- Aufgabe A -
Ersetze in den Datensätzen im Abschnitt von der Zeile mit "For the pointing benchmark, tag every instance of the puddle" bis einschließlich der Zeile mit "Query: puddle on road" jedes "puddle" durch "pothole" und gib nur diese Zeilen sonst unverändert wieder. Lass die Bilder in der Ausgabe weg.

- Quellenauszug -
Entscheidungsstichwort (Thema)
Erstattung von Kirchensteuer als rückwirkendes Ereignis
Leitsatz (NV)
Die Erstattung von Kirchensteuer ist, soweit diese nicht mit der im Erstattungsjahr gezahlten Kirchensteuer verrechnet werden kann, ein rückwirkendes Ereignis i.S. des § 175 Abs. 1 Satz 1 Nr. 2 AO 1977.
Normenkette
AO 1977 § 175 Abs. 1 S. 1 Nr. 2; EStG § 10 Abs. 1 Nr. 4
Verfahrensgang
Tatbestand
I. Die Kläger und Revisionskläger (Kläger) sind zur Einkommensteuer zusammenveranlagte Eheleute. Sie zahlten im Streitjahr 1997 Kirchensteuer in Höhe von 2 569 DM und erhielten im selben Jahr eine Kirchensteuererstattung in Höhe von 2 261 DM. Der Beklagte und Revisionsbeklagte (das Finanzamt --FA--) berücksichtigte die Differenz in Höhe von 308 DM als Sonderausgaben nach § 10 Abs. 1 Nr. 4 des Einkommensteuergesetzes (EStG). Bei der Veranlagung für das Streitjahr 1998 berücksichtigte er gezahlte Kirchensteuer in Höhe von 6 837 DM.

- Aufgabe B -
Knüpfe an den Text zur Kirchensteuererstattung als rückwirkendes Ereignis an und führe ihn nach seinem letzten Satz weiter.

- Extrahierte Einträge -
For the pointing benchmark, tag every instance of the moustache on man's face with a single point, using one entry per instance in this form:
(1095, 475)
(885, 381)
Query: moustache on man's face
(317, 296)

==

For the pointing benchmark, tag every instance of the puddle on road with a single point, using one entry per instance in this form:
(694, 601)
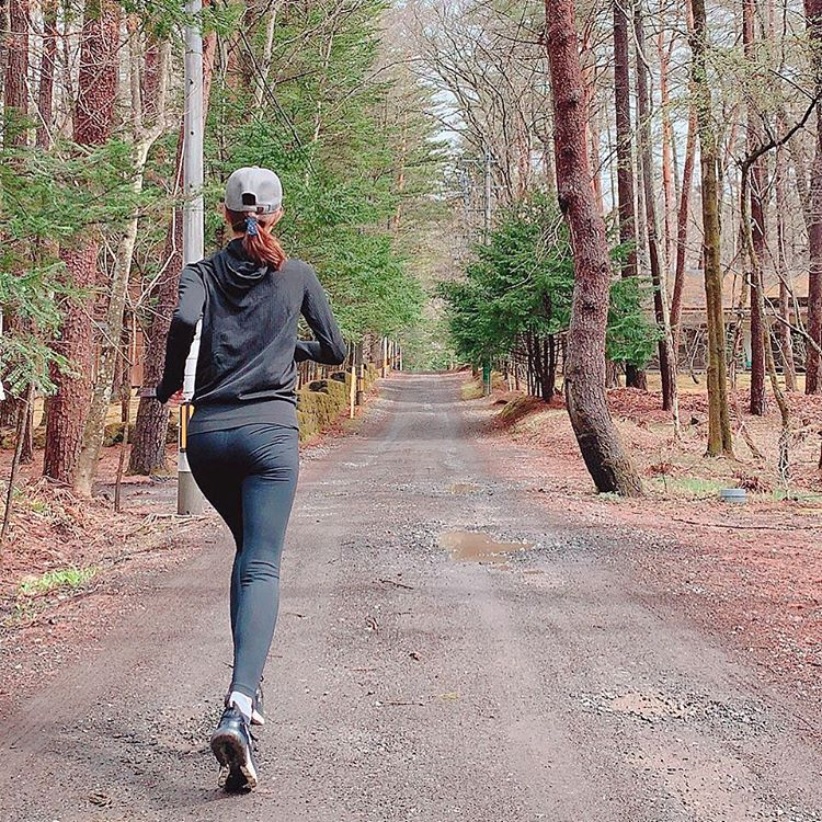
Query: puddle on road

- Übungsergebnis A -
For the pointing benchmark, tag every instance of the pothole on road with a single point, using one entry per instance in this form:
(694, 601)
Query: pothole on road

- Übungsergebnis B -
Die Einkommensteuerbescheide für die Streitjahre wurden bestandskräftig. Sie führten zu Kirchensteuererstattungen in Höhe von 2 314,44 DM für 1997 und 4 158,29 DM für 1998. Da die Erstattungen den Klägern im Jahr 1999 zuflossen, kürzte das FA bei der Veranlagung für 1999 die in diesem Jahr gezahlte Kirchensteuer von 2 071 DM auf 0 DM. Wegen der bei der Veranlagung 1999 nicht voll verrechenbaren Erstattung in Höhe von 4 396 DM änderte das FA die Veranlagungen für 1997 und 1998 gemäß § 175 Abs. 1 Satz 1 Nr. 2 der Abgabenordnung (AO 1977). Es berücksichtigte bei der Einkommensteuerfestsetzung für 1997 nur noch gezahlte Kirchensteuer in Höhe von 65 DM. Dabei ging es davon aus, dass die für 1997 erstattete Kirchensteuer mit der 1999 gezahlten Kirchensteuer verrechnet worden ist und kürzte die bisher 1997 als Sonderausgaben berücksichtigte Kirchensteuer in Höhe von 308 DM um den Differenzbetrag von 243 DM. Die Kirchensteuererstattung für 1998 in Höhe von 4 158,29 DM verrechnete das FA voll mit der 1998 gezahlten Kirchensteuer.
Nach erfolglosem Einspruchsverfahren wies das Finanzgericht (FG) die Klage ab (Entscheidungen der Finanzgerichte --EFG-- 2004, 1223).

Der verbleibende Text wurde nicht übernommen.